** Task data follows **

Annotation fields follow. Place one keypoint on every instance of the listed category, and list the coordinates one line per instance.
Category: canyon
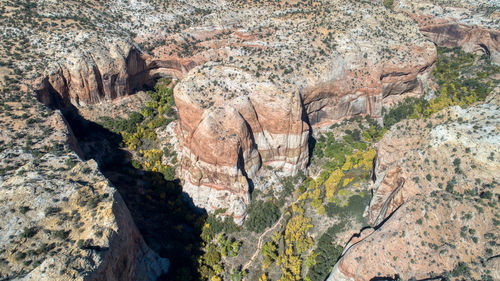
(254, 84)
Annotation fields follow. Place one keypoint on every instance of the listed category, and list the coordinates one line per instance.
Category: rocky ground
(62, 218)
(255, 83)
(435, 196)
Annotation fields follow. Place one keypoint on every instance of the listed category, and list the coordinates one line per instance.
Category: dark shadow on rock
(165, 216)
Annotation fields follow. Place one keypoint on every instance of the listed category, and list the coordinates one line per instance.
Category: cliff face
(106, 72)
(230, 129)
(471, 25)
(430, 199)
(66, 221)
(264, 77)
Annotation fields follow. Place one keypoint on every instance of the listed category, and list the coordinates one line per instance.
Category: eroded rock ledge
(229, 130)
(326, 70)
(427, 205)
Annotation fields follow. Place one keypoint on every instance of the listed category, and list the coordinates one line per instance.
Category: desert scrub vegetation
(463, 79)
(218, 248)
(138, 131)
(261, 215)
(345, 162)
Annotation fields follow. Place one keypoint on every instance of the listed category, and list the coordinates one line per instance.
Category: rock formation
(229, 129)
(430, 198)
(65, 220)
(471, 25)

** End of Task data **

## [Task]
An exact, picture-free copy of the entries is required.

## [Solution]
Annotation fields follow. Place one keypoint on every instance of the listed category, and list the coordinates one line per instance.
Category: canyon
(254, 84)
Annotation fields follow. Place one keypoint on every instance of the listed category, and list the coordinates one line per instance.
Category: rocky ground
(62, 218)
(255, 83)
(435, 196)
Annotation fields follow. Place one keypoint on every instance of the listed category, and list the coordinates one line per instance.
Category: dark shadow on rock
(165, 216)
Annotation fields follow. Place one keypoint on every instance of the listed category, and list the coordinates one line per instance.
Category: cliff face
(106, 72)
(230, 129)
(471, 25)
(430, 199)
(66, 221)
(264, 77)
Annotation fields follow. Place one keypoint on every instance of the listed category, and list the coordinates one line per instance.
Category: eroded rock ledge
(229, 130)
(326, 70)
(427, 205)
Annotation fields follow. Place one keypoint on every instance of the listed category, and list the coordinates one line per instance.
Category: desert scrub vegetation
(463, 79)
(218, 248)
(138, 131)
(261, 215)
(345, 162)
Annotation fields follow. Place one keypoint on every instance of the listed category, and list the coordinates one line per instance.
Category: rock formation
(229, 129)
(430, 198)
(65, 220)
(471, 25)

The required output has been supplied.